**What you have to do**
Count the lines in the records below that contain the string "hill", matching case exactly, and give only the number.
Start Items
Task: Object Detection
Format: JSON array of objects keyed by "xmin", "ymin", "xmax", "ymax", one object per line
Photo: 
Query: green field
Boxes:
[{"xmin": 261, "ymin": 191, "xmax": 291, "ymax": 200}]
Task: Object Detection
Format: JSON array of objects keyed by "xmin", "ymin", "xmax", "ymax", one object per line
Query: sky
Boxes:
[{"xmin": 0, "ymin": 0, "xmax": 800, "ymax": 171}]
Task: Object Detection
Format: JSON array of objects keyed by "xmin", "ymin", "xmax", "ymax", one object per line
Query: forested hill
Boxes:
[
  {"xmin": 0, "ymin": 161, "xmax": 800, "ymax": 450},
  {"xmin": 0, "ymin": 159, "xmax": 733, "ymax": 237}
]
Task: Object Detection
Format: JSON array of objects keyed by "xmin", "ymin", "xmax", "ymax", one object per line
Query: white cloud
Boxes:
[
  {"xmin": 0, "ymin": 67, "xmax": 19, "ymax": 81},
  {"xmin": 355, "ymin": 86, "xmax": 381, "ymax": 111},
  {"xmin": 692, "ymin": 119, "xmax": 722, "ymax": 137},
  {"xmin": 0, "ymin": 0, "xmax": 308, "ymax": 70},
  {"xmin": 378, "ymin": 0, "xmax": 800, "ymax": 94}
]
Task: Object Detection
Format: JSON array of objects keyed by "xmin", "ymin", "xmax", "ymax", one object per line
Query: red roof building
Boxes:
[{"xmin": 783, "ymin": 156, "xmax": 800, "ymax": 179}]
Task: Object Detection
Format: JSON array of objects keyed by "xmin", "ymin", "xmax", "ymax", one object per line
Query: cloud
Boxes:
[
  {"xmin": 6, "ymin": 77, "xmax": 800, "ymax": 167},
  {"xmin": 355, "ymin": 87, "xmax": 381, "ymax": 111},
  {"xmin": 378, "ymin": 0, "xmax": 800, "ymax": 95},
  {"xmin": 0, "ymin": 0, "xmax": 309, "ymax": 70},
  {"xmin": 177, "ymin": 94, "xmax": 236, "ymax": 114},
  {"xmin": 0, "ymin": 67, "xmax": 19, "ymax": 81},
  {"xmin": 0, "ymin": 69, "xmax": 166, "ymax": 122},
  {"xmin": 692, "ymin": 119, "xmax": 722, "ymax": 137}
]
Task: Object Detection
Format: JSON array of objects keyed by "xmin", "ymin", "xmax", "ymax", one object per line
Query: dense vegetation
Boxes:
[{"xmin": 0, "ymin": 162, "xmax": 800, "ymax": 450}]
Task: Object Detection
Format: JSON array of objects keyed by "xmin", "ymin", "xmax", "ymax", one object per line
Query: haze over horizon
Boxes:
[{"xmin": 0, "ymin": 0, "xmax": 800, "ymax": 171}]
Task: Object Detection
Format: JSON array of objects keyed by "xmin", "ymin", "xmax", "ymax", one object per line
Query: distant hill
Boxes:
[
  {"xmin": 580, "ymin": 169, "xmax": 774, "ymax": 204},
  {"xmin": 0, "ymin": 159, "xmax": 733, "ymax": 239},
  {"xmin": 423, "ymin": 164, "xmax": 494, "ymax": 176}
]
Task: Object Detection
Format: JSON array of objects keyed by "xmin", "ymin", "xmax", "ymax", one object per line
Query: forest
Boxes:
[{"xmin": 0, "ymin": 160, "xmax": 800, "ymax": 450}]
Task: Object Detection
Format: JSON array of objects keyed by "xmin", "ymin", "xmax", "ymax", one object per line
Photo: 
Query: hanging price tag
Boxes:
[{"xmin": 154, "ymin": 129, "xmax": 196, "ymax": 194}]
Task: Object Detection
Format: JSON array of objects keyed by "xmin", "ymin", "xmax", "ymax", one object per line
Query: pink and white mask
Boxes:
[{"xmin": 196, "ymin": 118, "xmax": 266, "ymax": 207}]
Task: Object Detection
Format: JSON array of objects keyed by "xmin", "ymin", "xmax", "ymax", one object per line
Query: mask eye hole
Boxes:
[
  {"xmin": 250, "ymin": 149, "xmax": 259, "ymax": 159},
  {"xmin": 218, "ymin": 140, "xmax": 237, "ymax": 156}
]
End Items
**Task solution**
2